What you will do —
Return every record exactly as written.

□ □ □ □ □

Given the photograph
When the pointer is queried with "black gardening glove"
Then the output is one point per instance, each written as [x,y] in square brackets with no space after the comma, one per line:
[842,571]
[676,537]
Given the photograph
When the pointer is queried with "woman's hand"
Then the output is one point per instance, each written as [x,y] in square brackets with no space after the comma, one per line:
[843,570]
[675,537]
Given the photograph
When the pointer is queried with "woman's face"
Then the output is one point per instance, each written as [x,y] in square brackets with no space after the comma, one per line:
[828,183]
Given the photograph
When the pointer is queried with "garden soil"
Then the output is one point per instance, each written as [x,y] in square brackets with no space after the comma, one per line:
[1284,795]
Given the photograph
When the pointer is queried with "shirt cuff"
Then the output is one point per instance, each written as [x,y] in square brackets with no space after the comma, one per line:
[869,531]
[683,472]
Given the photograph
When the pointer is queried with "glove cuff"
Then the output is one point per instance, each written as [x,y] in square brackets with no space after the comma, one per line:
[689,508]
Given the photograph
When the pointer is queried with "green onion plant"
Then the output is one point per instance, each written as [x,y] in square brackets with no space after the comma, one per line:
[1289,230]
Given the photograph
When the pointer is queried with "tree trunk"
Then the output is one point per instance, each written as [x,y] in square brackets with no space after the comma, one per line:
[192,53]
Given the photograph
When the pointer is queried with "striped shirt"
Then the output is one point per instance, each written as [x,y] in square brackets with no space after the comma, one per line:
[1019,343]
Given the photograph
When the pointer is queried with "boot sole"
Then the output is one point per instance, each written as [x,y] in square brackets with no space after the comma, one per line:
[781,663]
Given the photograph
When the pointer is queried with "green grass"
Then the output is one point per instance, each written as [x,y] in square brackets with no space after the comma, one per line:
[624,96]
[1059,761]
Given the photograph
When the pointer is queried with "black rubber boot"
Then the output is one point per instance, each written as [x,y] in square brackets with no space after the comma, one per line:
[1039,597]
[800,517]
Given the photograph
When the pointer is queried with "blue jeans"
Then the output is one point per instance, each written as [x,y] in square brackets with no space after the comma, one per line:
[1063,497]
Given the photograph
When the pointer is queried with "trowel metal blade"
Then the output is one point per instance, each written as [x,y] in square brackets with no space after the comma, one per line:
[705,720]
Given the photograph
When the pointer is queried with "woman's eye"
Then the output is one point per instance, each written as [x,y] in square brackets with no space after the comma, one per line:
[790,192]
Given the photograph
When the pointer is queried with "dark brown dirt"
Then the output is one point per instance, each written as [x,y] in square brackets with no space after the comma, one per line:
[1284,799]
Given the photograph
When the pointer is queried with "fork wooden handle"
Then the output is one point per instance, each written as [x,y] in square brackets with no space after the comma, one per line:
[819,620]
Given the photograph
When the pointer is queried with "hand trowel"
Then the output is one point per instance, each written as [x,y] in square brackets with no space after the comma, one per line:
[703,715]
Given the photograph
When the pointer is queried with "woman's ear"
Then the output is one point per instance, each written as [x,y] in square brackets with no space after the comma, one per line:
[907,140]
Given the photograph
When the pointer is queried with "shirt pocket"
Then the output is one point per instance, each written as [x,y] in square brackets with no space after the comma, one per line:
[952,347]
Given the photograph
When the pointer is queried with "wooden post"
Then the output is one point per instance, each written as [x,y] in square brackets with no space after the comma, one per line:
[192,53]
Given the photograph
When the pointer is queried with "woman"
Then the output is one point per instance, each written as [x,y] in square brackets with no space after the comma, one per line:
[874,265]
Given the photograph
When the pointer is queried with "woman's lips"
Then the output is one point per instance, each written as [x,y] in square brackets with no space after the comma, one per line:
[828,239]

□ □ □ □ □

The output —
Given the photograph
When the pointer is queried with "black gardening glove"
Then the output is one point per instance, each written as [x,y] in square brackets with no space after the comma, one per line:
[842,571]
[676,537]
Given the photograph
When the pointer is queried with "woman's hand"
Then the output is one point per instance, each written as [x,y] in square brackets with no space after the comma, one per line:
[843,570]
[675,537]
Given the photograph
When the pointer is queried with "woman's face"
Then the output is one point per instance, each written as [x,y] in square brackets with no space after the comma, one per line:
[828,183]
Given the photograph
When the pointer is queried with "garden soil"
Then the output is one point per instance, each written as [x,y] in square brackets with no space after the comma, one per line:
[1284,795]
Given the photograph
When the pointer is queried with "shirt cuff"
Then the output is one point per instance, each written as [x,y] in square brackets with no space after the comma, one per line:
[869,531]
[683,472]
Given the photograph
When the pointer is queried with "glove cuff"
Then the output is one point per instance, each written as [x,y] in square brackets with no space after the comma, one per line:
[689,508]
Given the photograph
When the pointer is queried with "green onion plant"
Then the output is one point per instance, each written as [x,y] in square brackets with no space after the comma, one per line:
[1289,230]
Given the photograph
When the pointer is queried with "tree trunk"
Then the output is one point per instance, each written as [x,y] in square brackets with no space after the comma, one per line:
[192,53]
Given the photograph
When the pointer is queried with "striped shirt"
Then the output is one point per instance, each written as [x,y] in square brackets with no space after the comma, one per line:
[1019,343]
Given the photograph
When the pointer is queried with "boot sole"
Then the output is one point per instance, each written as [x,y] in square brackets with no space after the comma, one per line:
[781,663]
Given the photograph
When the pointer is queried with "green grass"
Then the output is one point per instance, each written as [x,y] in square brackets with no space after the comma, one per line:
[624,96]
[1059,761]
Given the photograph
When the pointer is queried with "black rubber boot"
Then the output is one point per instance, each written as [x,y] in square brackets with no space after the comma, one per line:
[1039,597]
[800,517]
Given the photograph
When the pointer is queried with "blue jeans"
Then the output is one point per instance, each written as [x,y] in square brackets with no space after the comma, one per line:
[1063,497]
Given the photograph
When the pointer is queried with "trowel metal blade"
Then the output is one point per instance, each written as [x,y] in square brackets with no space after the comma, one per line:
[705,720]
Given the photograph
When the pointer is queried with "woman's eye"
Then the output is one point per instance, each written as [x,y] in square brackets with no space after the comma, one per line:
[790,192]
Given the photograph
When the pointer is queried with "dark brown dirt"
Then the output is one point per instance, each written as [x,y] in square brackets with no space after the comma, one per line:
[1284,799]
Given the photograph
When the pointer is queried with "fork wooden handle"
Then the output is one point per instance, each written as [x,y] in square brackets with no space after the comma, one per line:
[819,620]
Given the photograph
When the pointer is queried with "hand trowel"
Then the output is one point per instance, each written as [x,y] in square brackets with no space after the comma, one per line:
[703,715]
Given the photograph
When the pointer is queried with "woman's ear"
Then the output is one point per instance, each written as [x,y] in square brackets with no space after the comma, one per line:
[907,140]
Given the photograph
When the pointer is queried with "shirt pocket"
Then the output is one point per instance, each written as [x,y] in square brackets with no space after the comma, one per line:
[952,347]
Given the photograph
When the pointer is queried with "wooden post"
Then the output is one point per instance, each written as [x,y] in square brackets with no space after the comma, one per line:
[192,53]
Given the photograph
When the pointer is queried with "woman"
Then the output is one point per instance, each written as [x,y] in square brackets with no space after the comma, one per line:
[874,265]
Given the photograph
When the pointer is queried with "woman's lips"
Then the output is one point per instance, each written as [x,y] in square brackets with no space after the comma, one per line:
[828,239]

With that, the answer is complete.